**TUGAS:**
Jawab pertanyaan berikut berdasarkan teks tentang proyek industri hilir minyak sawit di Kumai:
(a) Siapa yang dipercaya mengerjakan desain besar proyek itu?
(b) Perusahaan mana yang menjadi pemilik areal industri?
(c) Kapan minyak goreng kemasan CBI Group akan sebagian besar diekspor jika semua berjalan lancar?

**TEKS BACAAN:**
----------
Pada areal dekat Pelabuhan Ro-Ro dan Pelabuhan Panglima Utar, Kumai, desain besar proyek industri hilir Crude Palm Oil (CPO), atau minyak kelapa sawit itu, dimulai. Pengerjaannya, dipercayakan kepada Rudy F. Bokslag, pengajar di ITB, yang sudah malang melintang menggarap proyek downstream di dalam dan luar negeri, sampai hari ini. 

Dari pengalamannya merintis dan membangun proyek downstream, Refinery & Fractionation, yang tergolong teknologi tinggi dengan segala kerumitannya, Rudy percaya diri mengomandoinya, dengan tim beranggotakan anak-anak negeri. Pemegang dua gelar Master yang diperolehnya di Belanda, dan Inggris itu, tak kagok menjalankan proyek high tech, tanpa campur tangan tenaga asing.

"Saya percaya dengan kemampuan tenaga ahli dari Indonesia. Tim ahli yang menangani proyek Kawasan Industri CBI Group ini, sepenuhnya asli Indonesia, sebagian sudah bersama saya mengerjakan sejumlah proyek sejenis," kata pria bertubuh tinggi besar tersebut.

Empat perusahaan

Dalam Kawasan Industri CBI Group di Tempene, yang digarap sejak 2014 itu, sedikitnya ada empat perusahaan: PT Surya Borneo Industri (SBI), sebagai pemilik areal industri. Kemudian, PT Citra Borneo Utama (CBU), yang memproduksi minyak goreng (olein) dan stearin.  

Berikutnya, PT Citra Borneo Energy (CBE), yang bakal melahirkan produk Biodiesel dan Glycerin. Terakhir, PT Citra Borneo Chemical (CBC), yang menghasilkan fetty acids, fatty alcohol dan produk oleo chemical lainnya.

Saat ini, Tim Rudy Bokslag ngebut menuntaskan proyek Refinery dan Fractionation, yang dalam proyeksi optimistiknya, sudah menghasilkan produk minyak goreng kemasan dengan brand sendiri, akhir 2017. Jika semua berjalan lancar, minyak goreng kemasan CBI Group itu, sebagian besar diekspor, memenuhi kebutuhan pasar internasional, awal 2018.
----------
**DAFTAR ENTRI:**

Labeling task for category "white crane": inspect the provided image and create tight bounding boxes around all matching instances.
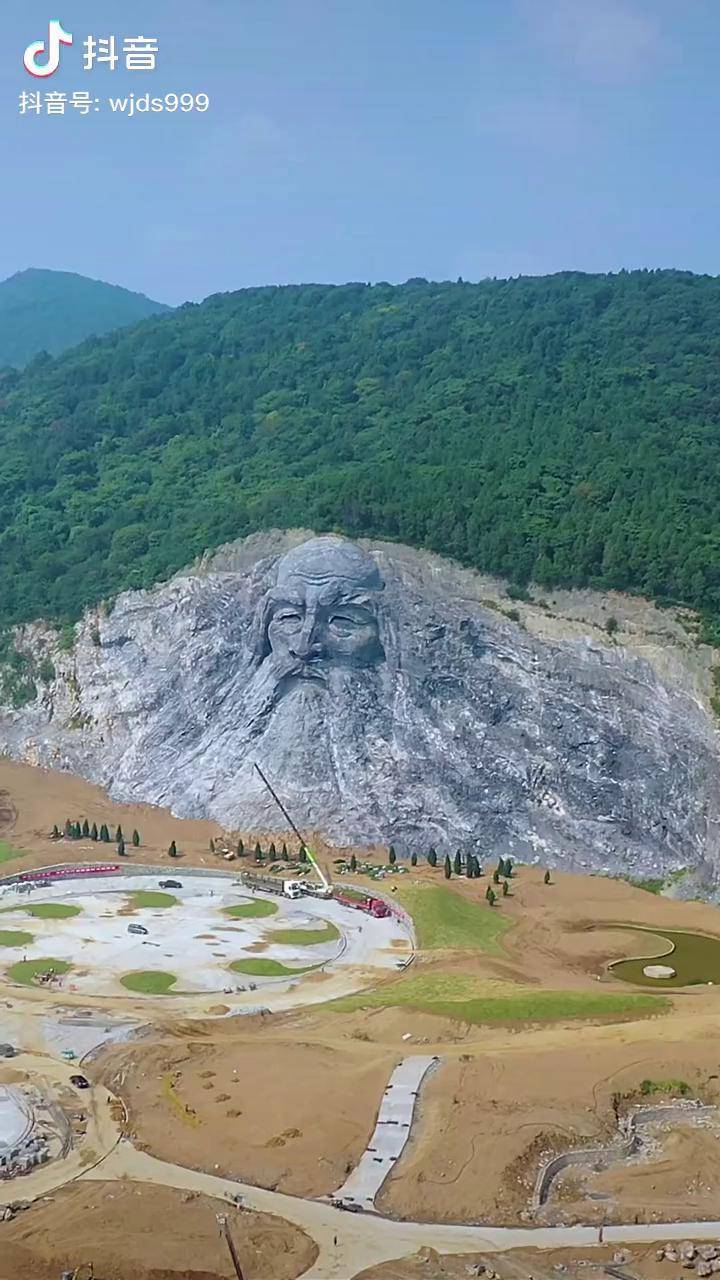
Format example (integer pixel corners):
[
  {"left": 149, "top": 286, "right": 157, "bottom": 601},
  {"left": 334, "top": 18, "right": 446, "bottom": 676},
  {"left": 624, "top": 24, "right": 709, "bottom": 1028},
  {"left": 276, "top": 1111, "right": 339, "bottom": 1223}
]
----------
**HASIL TUGAS:**
(a) Rudy F. Bokslag, pengajar di ITB.
(b) PT Surya Borneo Industri (SBI).
(c) Awal 2018.